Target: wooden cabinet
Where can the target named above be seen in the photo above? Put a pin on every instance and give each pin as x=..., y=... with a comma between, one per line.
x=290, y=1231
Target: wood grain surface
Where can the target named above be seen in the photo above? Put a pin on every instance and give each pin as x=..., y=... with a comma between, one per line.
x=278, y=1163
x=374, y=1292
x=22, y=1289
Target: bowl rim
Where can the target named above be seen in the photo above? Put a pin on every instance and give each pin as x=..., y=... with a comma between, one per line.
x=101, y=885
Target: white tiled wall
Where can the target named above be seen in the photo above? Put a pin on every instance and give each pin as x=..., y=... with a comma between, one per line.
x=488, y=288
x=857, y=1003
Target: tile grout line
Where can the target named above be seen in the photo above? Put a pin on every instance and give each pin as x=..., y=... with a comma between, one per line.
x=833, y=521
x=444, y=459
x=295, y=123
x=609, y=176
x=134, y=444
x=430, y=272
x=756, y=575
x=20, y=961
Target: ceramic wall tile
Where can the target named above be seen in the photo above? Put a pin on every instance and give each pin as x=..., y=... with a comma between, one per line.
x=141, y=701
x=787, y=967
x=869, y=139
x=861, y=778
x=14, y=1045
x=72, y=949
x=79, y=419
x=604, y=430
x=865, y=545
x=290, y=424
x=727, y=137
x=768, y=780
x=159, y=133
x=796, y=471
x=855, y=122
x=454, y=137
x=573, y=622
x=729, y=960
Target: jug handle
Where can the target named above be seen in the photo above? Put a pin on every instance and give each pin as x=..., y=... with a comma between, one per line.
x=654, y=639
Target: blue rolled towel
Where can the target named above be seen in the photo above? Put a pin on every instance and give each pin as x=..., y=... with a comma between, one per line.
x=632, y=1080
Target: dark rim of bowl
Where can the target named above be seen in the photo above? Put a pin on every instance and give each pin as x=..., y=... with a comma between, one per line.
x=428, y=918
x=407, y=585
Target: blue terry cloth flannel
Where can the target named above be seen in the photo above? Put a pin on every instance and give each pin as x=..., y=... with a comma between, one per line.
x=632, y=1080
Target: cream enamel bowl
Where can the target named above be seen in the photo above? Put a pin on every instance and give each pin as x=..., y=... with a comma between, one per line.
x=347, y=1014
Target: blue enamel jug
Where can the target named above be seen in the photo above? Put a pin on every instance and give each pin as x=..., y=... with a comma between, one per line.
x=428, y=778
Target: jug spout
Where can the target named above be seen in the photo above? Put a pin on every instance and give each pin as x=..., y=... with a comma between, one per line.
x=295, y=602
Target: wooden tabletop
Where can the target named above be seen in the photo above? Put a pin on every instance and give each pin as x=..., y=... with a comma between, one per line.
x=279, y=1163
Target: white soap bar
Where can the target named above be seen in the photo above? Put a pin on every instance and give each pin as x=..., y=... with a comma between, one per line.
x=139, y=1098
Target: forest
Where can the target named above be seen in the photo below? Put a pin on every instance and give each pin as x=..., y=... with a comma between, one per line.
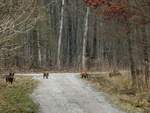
x=75, y=35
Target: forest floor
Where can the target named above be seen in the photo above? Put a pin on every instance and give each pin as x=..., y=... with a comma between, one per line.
x=67, y=93
x=120, y=93
x=16, y=98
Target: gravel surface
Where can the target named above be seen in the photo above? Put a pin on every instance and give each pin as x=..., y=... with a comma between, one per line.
x=66, y=93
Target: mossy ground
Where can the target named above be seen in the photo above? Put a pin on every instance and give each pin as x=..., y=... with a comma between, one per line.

------------

**Your task:** From the material above, return every line that contains "surface".

**Solution for this exercise:**
Target: wood grain surface
Target: gravel surface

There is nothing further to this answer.